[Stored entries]
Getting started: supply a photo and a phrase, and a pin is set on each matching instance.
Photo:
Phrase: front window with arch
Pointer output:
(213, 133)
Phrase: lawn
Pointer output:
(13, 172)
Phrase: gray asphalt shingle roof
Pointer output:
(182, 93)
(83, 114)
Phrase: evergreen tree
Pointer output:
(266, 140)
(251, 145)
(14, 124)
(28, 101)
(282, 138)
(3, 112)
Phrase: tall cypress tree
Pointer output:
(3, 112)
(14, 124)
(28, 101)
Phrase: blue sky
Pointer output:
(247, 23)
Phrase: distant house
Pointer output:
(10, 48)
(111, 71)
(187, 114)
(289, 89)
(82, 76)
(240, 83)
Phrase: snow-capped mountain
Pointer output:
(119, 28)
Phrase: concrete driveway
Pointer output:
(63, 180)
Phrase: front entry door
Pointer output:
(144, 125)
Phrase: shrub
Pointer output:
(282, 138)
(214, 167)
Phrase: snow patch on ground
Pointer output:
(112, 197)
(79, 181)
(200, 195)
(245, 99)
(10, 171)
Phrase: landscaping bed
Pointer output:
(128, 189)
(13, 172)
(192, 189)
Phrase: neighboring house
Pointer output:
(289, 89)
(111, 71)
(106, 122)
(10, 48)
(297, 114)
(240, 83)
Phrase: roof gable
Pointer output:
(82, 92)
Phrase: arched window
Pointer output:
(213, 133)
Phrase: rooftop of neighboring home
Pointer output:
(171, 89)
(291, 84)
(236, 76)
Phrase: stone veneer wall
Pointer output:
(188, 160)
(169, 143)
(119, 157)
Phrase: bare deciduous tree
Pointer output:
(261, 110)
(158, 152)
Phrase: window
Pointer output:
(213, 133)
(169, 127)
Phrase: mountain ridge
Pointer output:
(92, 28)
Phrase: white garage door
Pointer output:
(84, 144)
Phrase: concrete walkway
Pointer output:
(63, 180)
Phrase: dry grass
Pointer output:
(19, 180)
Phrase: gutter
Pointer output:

§ WHAT YOU SHOULD DO
From the records above, extract each line exactly as shown.

§ YOUR SOLUTION
Getting started: supply a photo and a phrase, and a pin is set on each matching instance.
Photo:
Phrase: front window with arch
Pointer output:
(213, 133)
Phrase: lawn
Pointer output:
(13, 172)
Phrase: gray asphalt shingle roof
Pointer output:
(182, 93)
(83, 114)
Phrase: evergreen tree
Pointer output:
(266, 140)
(251, 145)
(14, 124)
(28, 101)
(282, 138)
(3, 112)
Phrase: tall cypress tree
Pointer output:
(3, 112)
(14, 124)
(28, 101)
Phrase: blue sky
Pointer output:
(247, 23)
Phrase: distant house
Pointer output:
(10, 48)
(111, 71)
(187, 114)
(289, 89)
(82, 76)
(240, 83)
Phrase: snow-capped mountain
Pointer output:
(119, 28)
Phrase: concrete driveway
Pointer output:
(63, 180)
Phrase: front entry door
Pointer output:
(144, 125)
Phrase: shrub
Pointer output:
(282, 138)
(214, 167)
Phrase: snow patch on ground
Pointer output:
(112, 197)
(79, 181)
(200, 195)
(245, 99)
(10, 171)
Phrase: landscaping bed
Pointer output:
(128, 189)
(13, 172)
(192, 189)
Phrase: neighboring house
Pointer output:
(289, 89)
(111, 71)
(106, 122)
(10, 48)
(297, 114)
(240, 83)
Phrase: roof gable
Pointer output:
(82, 92)
Phrase: arched window
Pointer output:
(213, 133)
Phrase: rooftop of neighboring home
Pointer output:
(171, 89)
(291, 84)
(236, 76)
Phrase: stone veneer wall
Pointer output:
(188, 160)
(169, 143)
(119, 157)
Phrase: bare deciduous tree
Pointer output:
(261, 110)
(158, 152)
Phrase: window
Pointer output:
(213, 133)
(169, 127)
Phrase: mountain ridge
Pointer output:
(92, 28)
Phrase: white garage door
Pointer output:
(84, 144)
Phrase: concrete walkway
Pointer output:
(63, 180)
Phrase: dry grass
Pointer output:
(19, 180)
Phrase: gutter
Pointer output:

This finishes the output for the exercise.